━━━ Text provided ━━━

Some faculties believed they found a loophole in the remote invigilation software ban that let them still use Proctorio.
The Sauder School of Business initially told faculty that they could still use Proctorio if they disabled its video functions, but later retracted its announcement.
The March 17 decision banned remote invigilation tools which use automated recording and algorithmic analysis, except where required for accreditation purposes — leaving faculties searching for alternate methods for remote invigilation.
Students had voiced concerns about the software since the beginning of the pandemic. But some faculty senators opposed the ban, saying they would need more time and resources to rework exams.
Dr. Sue Forwell, a senator from the faculty of medicine, said that she was concerned about academic integrity and asked for the date to be postponed. Her amendment was voted down and the motion passed, effective immediately.
However, some faculties thought that they could continue using Proctorio if they turned off its video features. According to Dante Agosti-Moro, co-chair of the Student Senate Caucus, the faculty of commerce told faculty members that the software could be used this way to get around the Senate directive.
Agosti-Moro said that the caucus sent messages to the Senate secretariat, senior academic leadership and commerce leadership, disagreeing with Sauder’s call.
On March 28, Sauder walked back on its announcement in an email, clarifying that the use of Proctorio is not allowed unless for accreditation purposes.
“While I am sympathetic to faculty, I’ve said right from the beginning … that UBC should have no relationship with Proctorio whatsoever, for a multitude of reasons,” said Agosti-Moro.
“First and foremost being the racial implications it has in disproportionately affecting BIPOC students, and also the conduct of Proctorio itself and its business, which is clearly evident by the lawsuit that was filed against Ian Linkletter.”
VP Academic Andrew Szeri said in a statement after the Senate decision that UBC is providing resources to help with the transition.
“Support will be available for instructors through their Faculties, such as providing extra TA resources for alternative methods of invigilation and/or exploring alternate options for final course assessments,” Szeri wrote.
The Centre for Teaching, Learning and Technology will also provide one-on-one consultation support for instructors who had previously been using Proctorio.
Regarding the alternatives to the software, Agosti-Moro said that a combination of Lockdown Browser and Zoom can recreate the same testing environment that Proctorio was designed for.
“While it might cause some challenges for faculty, those challenges can be overcome. And I think the university should do all that it can to support faculty, but the bottom line is that we shouldn’t use that as an excuse to continue to use Proctorio.”

━━━ Dataset entries ━━━

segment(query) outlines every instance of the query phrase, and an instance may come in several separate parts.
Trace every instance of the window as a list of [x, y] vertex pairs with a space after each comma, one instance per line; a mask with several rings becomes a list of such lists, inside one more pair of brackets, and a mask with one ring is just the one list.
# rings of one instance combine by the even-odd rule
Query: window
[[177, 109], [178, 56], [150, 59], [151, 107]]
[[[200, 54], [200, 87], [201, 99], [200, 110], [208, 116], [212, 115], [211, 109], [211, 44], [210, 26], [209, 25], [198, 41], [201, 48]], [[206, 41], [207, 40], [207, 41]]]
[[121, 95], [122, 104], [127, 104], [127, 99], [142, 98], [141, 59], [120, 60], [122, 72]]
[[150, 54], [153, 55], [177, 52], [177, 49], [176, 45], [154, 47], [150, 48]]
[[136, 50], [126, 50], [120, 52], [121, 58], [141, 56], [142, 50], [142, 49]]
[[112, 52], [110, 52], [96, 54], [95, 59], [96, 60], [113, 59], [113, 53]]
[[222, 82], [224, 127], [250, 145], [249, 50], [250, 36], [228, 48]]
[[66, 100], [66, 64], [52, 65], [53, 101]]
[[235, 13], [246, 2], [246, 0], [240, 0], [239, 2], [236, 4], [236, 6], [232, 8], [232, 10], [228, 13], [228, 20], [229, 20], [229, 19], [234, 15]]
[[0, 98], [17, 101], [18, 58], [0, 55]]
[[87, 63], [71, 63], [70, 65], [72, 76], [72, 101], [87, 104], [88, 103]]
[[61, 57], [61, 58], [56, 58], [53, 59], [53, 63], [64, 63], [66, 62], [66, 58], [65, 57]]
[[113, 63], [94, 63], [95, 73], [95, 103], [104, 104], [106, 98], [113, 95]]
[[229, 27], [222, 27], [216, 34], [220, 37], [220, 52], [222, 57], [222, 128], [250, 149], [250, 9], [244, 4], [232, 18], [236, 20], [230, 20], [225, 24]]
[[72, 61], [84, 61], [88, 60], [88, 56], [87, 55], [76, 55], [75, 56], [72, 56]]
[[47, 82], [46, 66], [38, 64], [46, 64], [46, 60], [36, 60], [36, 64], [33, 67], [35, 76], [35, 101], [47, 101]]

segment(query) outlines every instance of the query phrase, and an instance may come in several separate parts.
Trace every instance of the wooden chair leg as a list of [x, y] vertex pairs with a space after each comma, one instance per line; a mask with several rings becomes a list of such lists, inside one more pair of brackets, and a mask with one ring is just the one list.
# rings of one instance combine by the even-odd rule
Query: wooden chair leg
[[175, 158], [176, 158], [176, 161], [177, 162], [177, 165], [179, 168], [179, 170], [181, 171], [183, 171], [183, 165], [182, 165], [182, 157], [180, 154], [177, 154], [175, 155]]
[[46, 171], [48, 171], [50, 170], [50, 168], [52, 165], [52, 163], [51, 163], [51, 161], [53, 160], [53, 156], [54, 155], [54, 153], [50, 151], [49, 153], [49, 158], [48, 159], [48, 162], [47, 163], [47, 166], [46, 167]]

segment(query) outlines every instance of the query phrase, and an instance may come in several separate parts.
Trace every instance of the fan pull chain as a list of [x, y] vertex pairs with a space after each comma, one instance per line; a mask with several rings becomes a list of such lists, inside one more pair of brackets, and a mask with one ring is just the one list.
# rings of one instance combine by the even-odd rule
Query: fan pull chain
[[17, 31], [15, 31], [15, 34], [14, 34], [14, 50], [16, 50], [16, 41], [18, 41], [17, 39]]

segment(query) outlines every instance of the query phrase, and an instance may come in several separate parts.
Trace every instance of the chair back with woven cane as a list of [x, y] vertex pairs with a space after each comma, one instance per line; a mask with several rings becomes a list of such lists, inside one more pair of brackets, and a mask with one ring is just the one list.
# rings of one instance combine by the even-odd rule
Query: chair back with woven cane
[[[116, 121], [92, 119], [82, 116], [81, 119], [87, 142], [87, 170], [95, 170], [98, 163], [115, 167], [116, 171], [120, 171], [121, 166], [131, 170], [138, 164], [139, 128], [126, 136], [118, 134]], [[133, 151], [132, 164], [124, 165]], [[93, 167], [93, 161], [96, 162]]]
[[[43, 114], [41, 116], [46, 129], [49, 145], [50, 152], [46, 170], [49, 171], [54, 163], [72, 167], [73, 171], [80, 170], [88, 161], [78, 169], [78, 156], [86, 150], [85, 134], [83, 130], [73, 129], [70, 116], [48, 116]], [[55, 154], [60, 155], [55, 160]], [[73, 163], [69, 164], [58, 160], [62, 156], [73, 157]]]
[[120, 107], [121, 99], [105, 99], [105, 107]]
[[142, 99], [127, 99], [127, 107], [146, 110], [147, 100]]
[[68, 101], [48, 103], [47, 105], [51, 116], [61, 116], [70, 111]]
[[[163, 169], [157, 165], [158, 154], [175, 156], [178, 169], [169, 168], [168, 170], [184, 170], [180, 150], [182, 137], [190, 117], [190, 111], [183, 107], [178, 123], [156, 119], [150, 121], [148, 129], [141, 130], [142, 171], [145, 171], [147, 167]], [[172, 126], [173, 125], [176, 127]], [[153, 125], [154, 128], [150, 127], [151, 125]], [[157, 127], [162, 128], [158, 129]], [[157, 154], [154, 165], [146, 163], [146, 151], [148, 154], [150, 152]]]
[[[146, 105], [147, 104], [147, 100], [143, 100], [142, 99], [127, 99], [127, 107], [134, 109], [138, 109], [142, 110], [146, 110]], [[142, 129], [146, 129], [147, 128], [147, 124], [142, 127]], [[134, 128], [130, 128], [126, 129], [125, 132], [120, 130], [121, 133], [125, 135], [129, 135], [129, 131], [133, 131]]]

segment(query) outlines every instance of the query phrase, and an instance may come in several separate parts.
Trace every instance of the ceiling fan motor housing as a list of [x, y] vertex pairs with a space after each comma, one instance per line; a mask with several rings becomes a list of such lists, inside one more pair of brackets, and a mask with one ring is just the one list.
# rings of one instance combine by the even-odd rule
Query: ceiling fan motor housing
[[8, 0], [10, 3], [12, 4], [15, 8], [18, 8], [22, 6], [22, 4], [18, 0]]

━━━
━━━ Dataset entries ━━━

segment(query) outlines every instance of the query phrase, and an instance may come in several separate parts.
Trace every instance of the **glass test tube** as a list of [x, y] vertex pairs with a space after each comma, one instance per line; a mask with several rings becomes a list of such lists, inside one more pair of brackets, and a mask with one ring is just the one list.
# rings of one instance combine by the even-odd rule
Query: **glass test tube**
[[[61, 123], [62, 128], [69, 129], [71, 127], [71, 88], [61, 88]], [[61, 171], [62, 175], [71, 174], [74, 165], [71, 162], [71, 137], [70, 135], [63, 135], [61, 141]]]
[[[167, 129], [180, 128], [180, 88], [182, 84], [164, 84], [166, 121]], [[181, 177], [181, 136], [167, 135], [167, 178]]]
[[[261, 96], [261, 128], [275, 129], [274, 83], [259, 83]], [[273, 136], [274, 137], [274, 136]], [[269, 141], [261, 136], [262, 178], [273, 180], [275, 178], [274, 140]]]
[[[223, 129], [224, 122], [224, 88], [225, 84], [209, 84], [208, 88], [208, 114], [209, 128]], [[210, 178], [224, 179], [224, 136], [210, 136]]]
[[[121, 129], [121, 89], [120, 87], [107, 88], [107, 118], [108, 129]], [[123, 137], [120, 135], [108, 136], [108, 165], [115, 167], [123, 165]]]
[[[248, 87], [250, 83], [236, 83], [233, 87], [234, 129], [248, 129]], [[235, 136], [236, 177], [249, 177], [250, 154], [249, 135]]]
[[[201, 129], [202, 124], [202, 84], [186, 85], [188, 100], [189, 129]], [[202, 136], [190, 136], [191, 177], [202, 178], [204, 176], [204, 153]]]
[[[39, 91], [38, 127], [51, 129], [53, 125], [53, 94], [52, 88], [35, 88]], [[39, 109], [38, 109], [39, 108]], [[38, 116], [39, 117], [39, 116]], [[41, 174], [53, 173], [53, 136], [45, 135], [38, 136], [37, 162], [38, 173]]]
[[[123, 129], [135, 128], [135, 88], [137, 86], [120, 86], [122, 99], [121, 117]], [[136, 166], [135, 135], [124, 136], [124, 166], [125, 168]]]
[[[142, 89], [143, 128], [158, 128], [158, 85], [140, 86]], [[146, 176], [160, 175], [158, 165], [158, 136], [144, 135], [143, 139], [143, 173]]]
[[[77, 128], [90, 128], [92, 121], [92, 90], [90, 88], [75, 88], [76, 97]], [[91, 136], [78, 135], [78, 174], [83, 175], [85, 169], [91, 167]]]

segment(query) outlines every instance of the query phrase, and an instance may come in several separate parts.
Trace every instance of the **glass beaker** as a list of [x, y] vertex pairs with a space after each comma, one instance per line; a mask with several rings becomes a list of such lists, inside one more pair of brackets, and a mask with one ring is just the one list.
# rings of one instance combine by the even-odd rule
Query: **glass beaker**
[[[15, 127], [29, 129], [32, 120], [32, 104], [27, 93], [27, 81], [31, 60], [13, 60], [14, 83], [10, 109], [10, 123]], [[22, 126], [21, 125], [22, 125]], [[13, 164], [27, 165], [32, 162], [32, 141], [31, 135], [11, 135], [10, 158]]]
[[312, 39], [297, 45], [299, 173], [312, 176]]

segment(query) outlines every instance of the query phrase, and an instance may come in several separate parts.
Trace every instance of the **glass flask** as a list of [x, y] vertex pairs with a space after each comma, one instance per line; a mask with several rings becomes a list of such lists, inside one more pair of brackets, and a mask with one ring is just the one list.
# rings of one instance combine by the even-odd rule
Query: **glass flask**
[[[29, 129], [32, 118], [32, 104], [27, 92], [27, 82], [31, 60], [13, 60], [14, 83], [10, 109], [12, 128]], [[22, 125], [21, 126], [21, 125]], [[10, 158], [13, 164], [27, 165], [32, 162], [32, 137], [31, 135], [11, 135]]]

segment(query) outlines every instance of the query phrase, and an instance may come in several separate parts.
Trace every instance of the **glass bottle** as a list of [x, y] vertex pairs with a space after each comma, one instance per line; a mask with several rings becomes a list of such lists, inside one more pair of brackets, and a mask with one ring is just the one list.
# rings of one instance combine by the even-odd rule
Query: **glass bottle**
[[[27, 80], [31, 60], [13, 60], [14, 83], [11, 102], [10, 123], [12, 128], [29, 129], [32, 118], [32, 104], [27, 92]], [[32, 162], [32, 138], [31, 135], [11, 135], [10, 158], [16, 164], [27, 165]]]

━━━

Task list:
**A)** Answer these questions from the article on the Proctorio ban, each in a few words.
(i) On what date did Sauder send the email that walked back its announcement?
(ii) What position does Andrew Szeri hold?
(iii) Which two tools does Agosti-Moro say can recreate the testing environment Proctorio was designed for?
**B)** Rewrite more briefly the paragraph of the article on the Proctorio ban that begins "However, some faculties thought", keeping its main facts.

Task responses:
**A)**
(i) March 28
(ii) VP Academic
(iii) Lockdown Browser and Zoom

**B)** Some faculties believed Proctorio could still be used with its video features turned off. Dante Agosti-Moro, co-chair of the Student Senate Caucus, said the faculty of commerce told its faculty members they could use the software this way to get around the Senate directive.